Set down every record once more, exactly as given.

Contour annotation records:

** Begin **

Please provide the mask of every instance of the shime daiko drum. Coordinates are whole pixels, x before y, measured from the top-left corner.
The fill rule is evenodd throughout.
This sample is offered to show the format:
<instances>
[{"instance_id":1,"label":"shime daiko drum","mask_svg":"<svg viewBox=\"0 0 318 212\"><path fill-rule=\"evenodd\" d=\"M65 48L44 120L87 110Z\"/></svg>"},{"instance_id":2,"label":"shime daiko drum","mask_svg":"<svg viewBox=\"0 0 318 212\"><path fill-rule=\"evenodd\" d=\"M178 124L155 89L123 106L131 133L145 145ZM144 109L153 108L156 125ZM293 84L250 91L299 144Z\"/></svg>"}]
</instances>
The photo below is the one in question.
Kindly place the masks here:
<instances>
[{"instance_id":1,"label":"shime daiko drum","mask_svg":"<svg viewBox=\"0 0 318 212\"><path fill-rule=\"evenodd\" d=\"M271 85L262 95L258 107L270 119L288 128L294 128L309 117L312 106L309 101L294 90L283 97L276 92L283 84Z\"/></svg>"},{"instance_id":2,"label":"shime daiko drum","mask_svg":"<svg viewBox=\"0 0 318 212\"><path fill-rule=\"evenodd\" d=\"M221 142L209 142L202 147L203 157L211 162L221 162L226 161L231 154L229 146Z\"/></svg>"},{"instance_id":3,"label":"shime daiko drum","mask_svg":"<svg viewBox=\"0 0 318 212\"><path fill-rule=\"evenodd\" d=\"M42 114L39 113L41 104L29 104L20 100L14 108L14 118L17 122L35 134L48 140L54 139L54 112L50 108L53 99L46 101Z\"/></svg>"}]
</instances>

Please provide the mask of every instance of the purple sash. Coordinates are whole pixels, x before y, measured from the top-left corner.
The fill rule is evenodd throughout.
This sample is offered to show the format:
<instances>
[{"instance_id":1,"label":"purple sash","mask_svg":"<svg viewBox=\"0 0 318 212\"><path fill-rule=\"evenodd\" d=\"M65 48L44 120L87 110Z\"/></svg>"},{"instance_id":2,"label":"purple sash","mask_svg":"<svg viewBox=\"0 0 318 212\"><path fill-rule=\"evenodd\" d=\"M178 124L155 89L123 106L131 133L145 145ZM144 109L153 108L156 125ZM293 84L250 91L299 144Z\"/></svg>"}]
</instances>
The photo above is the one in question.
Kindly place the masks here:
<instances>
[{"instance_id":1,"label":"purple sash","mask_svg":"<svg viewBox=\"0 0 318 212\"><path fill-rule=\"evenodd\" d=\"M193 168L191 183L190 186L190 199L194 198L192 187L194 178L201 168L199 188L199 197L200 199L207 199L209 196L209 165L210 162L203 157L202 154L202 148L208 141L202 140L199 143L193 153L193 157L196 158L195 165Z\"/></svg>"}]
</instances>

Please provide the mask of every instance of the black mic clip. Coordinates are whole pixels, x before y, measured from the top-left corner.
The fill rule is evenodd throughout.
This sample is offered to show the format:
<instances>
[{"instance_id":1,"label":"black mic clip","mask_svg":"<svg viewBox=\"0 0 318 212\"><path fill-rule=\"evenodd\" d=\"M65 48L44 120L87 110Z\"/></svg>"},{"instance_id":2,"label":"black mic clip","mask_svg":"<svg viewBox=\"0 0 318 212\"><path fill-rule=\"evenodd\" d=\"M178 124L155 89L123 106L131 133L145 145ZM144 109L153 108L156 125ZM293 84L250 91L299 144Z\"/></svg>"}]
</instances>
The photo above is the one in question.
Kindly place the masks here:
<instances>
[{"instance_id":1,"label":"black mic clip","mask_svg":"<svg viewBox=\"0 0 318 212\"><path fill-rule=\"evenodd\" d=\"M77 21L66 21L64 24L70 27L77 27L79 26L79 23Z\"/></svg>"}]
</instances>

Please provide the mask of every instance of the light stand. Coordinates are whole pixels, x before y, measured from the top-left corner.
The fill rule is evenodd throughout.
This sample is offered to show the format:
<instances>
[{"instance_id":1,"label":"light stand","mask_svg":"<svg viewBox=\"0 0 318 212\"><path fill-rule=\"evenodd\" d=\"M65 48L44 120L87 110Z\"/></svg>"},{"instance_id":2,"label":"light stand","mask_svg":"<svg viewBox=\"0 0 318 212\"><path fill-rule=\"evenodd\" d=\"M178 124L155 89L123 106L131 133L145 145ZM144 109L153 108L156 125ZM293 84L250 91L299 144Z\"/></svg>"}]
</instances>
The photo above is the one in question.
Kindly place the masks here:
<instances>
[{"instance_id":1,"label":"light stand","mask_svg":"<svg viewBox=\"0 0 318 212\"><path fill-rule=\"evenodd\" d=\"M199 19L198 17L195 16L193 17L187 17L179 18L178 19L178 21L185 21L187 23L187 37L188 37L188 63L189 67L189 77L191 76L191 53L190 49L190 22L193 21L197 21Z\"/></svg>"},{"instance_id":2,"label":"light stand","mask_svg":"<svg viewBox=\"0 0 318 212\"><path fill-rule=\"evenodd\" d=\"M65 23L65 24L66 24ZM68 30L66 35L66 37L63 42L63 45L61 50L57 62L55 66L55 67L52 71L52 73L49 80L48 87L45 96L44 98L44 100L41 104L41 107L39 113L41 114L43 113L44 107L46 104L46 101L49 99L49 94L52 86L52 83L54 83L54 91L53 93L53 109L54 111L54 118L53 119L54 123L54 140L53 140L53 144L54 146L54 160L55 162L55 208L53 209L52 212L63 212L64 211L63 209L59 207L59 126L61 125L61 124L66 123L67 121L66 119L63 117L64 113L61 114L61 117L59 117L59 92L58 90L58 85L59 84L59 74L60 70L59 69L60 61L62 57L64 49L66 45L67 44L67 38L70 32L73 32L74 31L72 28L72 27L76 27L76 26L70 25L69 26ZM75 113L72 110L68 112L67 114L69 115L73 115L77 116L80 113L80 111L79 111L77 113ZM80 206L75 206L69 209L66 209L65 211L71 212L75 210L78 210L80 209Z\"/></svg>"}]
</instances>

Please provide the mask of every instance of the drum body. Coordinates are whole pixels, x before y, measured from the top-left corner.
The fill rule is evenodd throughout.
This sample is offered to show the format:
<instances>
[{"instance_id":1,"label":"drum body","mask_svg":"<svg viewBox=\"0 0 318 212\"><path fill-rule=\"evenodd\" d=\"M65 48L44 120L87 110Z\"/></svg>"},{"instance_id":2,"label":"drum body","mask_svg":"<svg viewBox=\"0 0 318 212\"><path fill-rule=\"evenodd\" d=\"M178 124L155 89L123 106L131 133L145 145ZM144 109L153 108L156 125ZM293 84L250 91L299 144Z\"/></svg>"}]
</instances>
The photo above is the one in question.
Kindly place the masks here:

** End **

TASK ANSWER>
Please provide the mask of every instance of the shime daiko drum. Coordinates are whole pixels, x before y, measured from the top-left corner.
The fill rule is evenodd throughout.
This sample is offered to show the format:
<instances>
[{"instance_id":1,"label":"shime daiko drum","mask_svg":"<svg viewBox=\"0 0 318 212\"><path fill-rule=\"evenodd\" d=\"M65 48L44 120L87 110Z\"/></svg>"},{"instance_id":2,"label":"shime daiko drum","mask_svg":"<svg viewBox=\"0 0 318 212\"><path fill-rule=\"evenodd\" d=\"M178 124L155 89L123 106L131 133L145 145ZM144 109L153 108L156 125ZM293 84L250 91L299 144Z\"/></svg>"}]
</instances>
The photo below is the one in question.
Kindly place the masks here:
<instances>
[{"instance_id":1,"label":"shime daiko drum","mask_svg":"<svg viewBox=\"0 0 318 212\"><path fill-rule=\"evenodd\" d=\"M271 85L262 95L258 107L270 119L288 128L294 128L309 117L312 106L309 101L294 90L283 97L276 92L283 84Z\"/></svg>"},{"instance_id":2,"label":"shime daiko drum","mask_svg":"<svg viewBox=\"0 0 318 212\"><path fill-rule=\"evenodd\" d=\"M221 142L209 142L202 147L203 157L211 162L221 162L226 161L231 154L229 146Z\"/></svg>"},{"instance_id":3,"label":"shime daiko drum","mask_svg":"<svg viewBox=\"0 0 318 212\"><path fill-rule=\"evenodd\" d=\"M42 114L39 113L41 104L29 104L20 100L14 108L14 118L17 122L35 134L48 140L54 139L54 112L50 108L53 99L46 101Z\"/></svg>"}]
</instances>

Please provide the mask of every instance of the purple sash. Coordinates are whole pixels, x before y, measured from the top-left corner.
The fill rule is evenodd throughout.
This sample is offered to show the format:
<instances>
[{"instance_id":1,"label":"purple sash","mask_svg":"<svg viewBox=\"0 0 318 212\"><path fill-rule=\"evenodd\" d=\"M65 48L44 120L87 110Z\"/></svg>"},{"instance_id":2,"label":"purple sash","mask_svg":"<svg viewBox=\"0 0 318 212\"><path fill-rule=\"evenodd\" d=\"M178 124L155 89L123 106L131 133L145 145ZM144 109L153 108L156 125ZM293 84L250 91L299 144Z\"/></svg>"}]
</instances>
The photo above is the one in question.
Kindly place the masks here:
<instances>
[{"instance_id":1,"label":"purple sash","mask_svg":"<svg viewBox=\"0 0 318 212\"><path fill-rule=\"evenodd\" d=\"M193 168L191 183L190 186L190 199L194 198L192 187L194 178L201 168L199 188L199 197L200 199L207 199L209 196L209 165L210 162L203 157L202 154L202 148L208 141L202 140L199 143L193 153L193 157L196 158L195 165Z\"/></svg>"}]
</instances>

Please provide the mask of every instance of the black mic clip. Coordinates are whole pixels, x before y, measured from the top-left corner.
The fill rule is evenodd throughout.
This sample is offered to show the format:
<instances>
[{"instance_id":1,"label":"black mic clip","mask_svg":"<svg viewBox=\"0 0 318 212\"><path fill-rule=\"evenodd\" d=\"M65 48L44 120L87 110Z\"/></svg>"},{"instance_id":2,"label":"black mic clip","mask_svg":"<svg viewBox=\"0 0 318 212\"><path fill-rule=\"evenodd\" d=\"M178 124L155 89L123 106L131 133L145 145ZM144 109L153 108L156 125ZM293 84L250 91L299 144Z\"/></svg>"}]
</instances>
The photo above is the one in question.
Kindly place the masks here:
<instances>
[{"instance_id":1,"label":"black mic clip","mask_svg":"<svg viewBox=\"0 0 318 212\"><path fill-rule=\"evenodd\" d=\"M77 21L66 21L64 24L70 27L77 27L79 26L79 23Z\"/></svg>"}]
</instances>

Please provide the mask of every instance of the light stand. Coordinates are whole pixels, x before y, measured from the top-left corner.
The fill rule is evenodd throughout.
This sample is offered to show the format:
<instances>
[{"instance_id":1,"label":"light stand","mask_svg":"<svg viewBox=\"0 0 318 212\"><path fill-rule=\"evenodd\" d=\"M65 48L44 120L87 110Z\"/></svg>"},{"instance_id":2,"label":"light stand","mask_svg":"<svg viewBox=\"0 0 318 212\"><path fill-rule=\"evenodd\" d=\"M178 124L155 89L123 106L131 133L145 145ZM144 109L153 108L156 125ZM293 84L250 91L299 144Z\"/></svg>"}]
</instances>
The photo above is the one in question.
Kindly place the masks here:
<instances>
[{"instance_id":1,"label":"light stand","mask_svg":"<svg viewBox=\"0 0 318 212\"><path fill-rule=\"evenodd\" d=\"M199 19L198 17L195 16L193 17L187 17L179 18L178 19L178 21L185 21L187 23L187 37L188 37L188 63L189 67L189 77L191 76L191 53L190 49L190 22L193 21L197 21Z\"/></svg>"},{"instance_id":2,"label":"light stand","mask_svg":"<svg viewBox=\"0 0 318 212\"><path fill-rule=\"evenodd\" d=\"M65 23L65 24L66 24ZM68 30L66 35L66 37L63 42L63 45L61 50L57 62L55 66L55 67L52 71L52 73L49 80L48 87L45 96L44 98L44 100L41 104L41 107L39 113L41 114L43 113L44 107L46 104L46 101L49 99L49 94L52 86L52 83L54 83L54 91L53 93L53 109L54 111L54 118L53 119L54 123L54 140L53 140L53 144L54 146L54 160L55 162L55 208L53 209L52 212L63 212L64 211L63 209L59 207L59 126L61 125L61 124L66 123L67 121L66 119L63 117L64 113L61 114L61 117L59 117L59 92L58 90L58 85L59 84L59 74L60 70L59 69L60 61L62 57L64 49L66 45L67 44L67 38L70 32L73 32L74 31L72 28L72 27L76 27L76 26L70 25L69 26ZM75 113L72 110L68 112L67 114L69 115L73 115L77 116L80 113L80 111L79 111L77 113ZM80 206L75 206L69 209L66 209L65 211L71 212L75 210L78 210L80 209Z\"/></svg>"}]
</instances>

Please provide the mask of every instance of the drum body. Coordinates are whole pixels, x before y, measured from the top-left corner.
The fill rule is evenodd throughout.
This sample is offered to show the format:
<instances>
[{"instance_id":1,"label":"drum body","mask_svg":"<svg viewBox=\"0 0 318 212\"><path fill-rule=\"evenodd\" d=\"M65 48L44 120L87 110Z\"/></svg>"},{"instance_id":2,"label":"drum body","mask_svg":"<svg viewBox=\"0 0 318 212\"><path fill-rule=\"evenodd\" d=\"M178 124L155 89L123 106L131 133L145 145ZM144 109L153 108L156 125ZM293 84L250 91L299 144Z\"/></svg>"}]
</instances>
The photo above is the one in question.
Kindly place the masks here:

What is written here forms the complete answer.